▶ **TASK TO COMPLETE**: Exactly the lines from the one containing "182V176L125 170L118 171L110" through the end of the entries, both ends included, are to be output.

▶ **Stored records**:
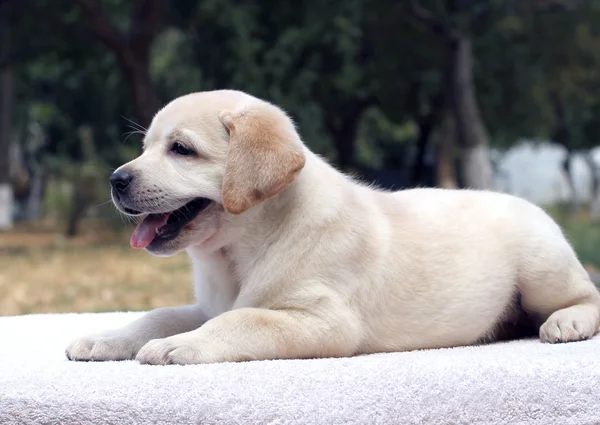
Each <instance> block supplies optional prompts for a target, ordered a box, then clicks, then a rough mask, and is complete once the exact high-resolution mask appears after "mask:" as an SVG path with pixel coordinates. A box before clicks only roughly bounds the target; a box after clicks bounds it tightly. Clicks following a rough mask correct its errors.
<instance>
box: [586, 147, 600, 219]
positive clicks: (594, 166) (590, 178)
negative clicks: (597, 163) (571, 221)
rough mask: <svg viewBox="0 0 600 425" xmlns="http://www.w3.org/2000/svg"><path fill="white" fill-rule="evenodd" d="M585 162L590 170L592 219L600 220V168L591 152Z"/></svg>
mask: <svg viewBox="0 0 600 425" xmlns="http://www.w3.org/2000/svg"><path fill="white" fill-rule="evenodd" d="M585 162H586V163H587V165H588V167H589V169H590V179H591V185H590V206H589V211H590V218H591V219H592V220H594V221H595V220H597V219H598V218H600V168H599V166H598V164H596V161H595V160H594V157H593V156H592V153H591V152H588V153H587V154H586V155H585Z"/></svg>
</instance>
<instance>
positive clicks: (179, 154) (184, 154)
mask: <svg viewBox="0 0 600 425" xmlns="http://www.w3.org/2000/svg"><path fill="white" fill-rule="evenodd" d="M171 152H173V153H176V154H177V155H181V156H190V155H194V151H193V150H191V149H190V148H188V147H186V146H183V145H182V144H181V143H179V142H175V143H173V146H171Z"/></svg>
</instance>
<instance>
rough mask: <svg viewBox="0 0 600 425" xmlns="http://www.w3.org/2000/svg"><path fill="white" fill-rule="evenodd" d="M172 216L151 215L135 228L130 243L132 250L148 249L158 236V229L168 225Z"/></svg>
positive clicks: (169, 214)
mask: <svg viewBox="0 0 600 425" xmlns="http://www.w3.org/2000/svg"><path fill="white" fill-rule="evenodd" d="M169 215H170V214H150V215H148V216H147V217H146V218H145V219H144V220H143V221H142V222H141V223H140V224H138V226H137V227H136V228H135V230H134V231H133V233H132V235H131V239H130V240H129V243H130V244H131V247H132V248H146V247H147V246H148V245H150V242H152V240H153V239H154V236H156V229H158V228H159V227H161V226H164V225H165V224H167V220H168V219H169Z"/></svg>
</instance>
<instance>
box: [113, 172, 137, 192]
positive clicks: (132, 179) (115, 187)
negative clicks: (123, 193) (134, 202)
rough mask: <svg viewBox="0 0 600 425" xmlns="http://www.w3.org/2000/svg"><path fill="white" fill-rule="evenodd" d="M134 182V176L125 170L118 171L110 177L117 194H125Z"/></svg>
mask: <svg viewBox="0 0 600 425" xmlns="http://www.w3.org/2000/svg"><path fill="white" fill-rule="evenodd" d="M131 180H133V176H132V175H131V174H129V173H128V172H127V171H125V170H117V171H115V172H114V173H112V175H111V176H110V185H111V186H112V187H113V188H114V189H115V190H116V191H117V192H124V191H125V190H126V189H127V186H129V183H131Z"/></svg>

▶ **RESULT**:
rough mask: <svg viewBox="0 0 600 425" xmlns="http://www.w3.org/2000/svg"><path fill="white" fill-rule="evenodd" d="M134 182V176L125 170L118 171L110 177L117 194H125Z"/></svg>
mask: <svg viewBox="0 0 600 425" xmlns="http://www.w3.org/2000/svg"><path fill="white" fill-rule="evenodd" d="M131 180H133V176H132V175H131V174H129V173H128V172H127V171H125V170H117V171H115V172H114V173H112V175H111V176H110V185H111V186H112V187H113V188H114V189H115V190H116V191H117V192H124V191H125V190H126V189H127V186H129V183H131Z"/></svg>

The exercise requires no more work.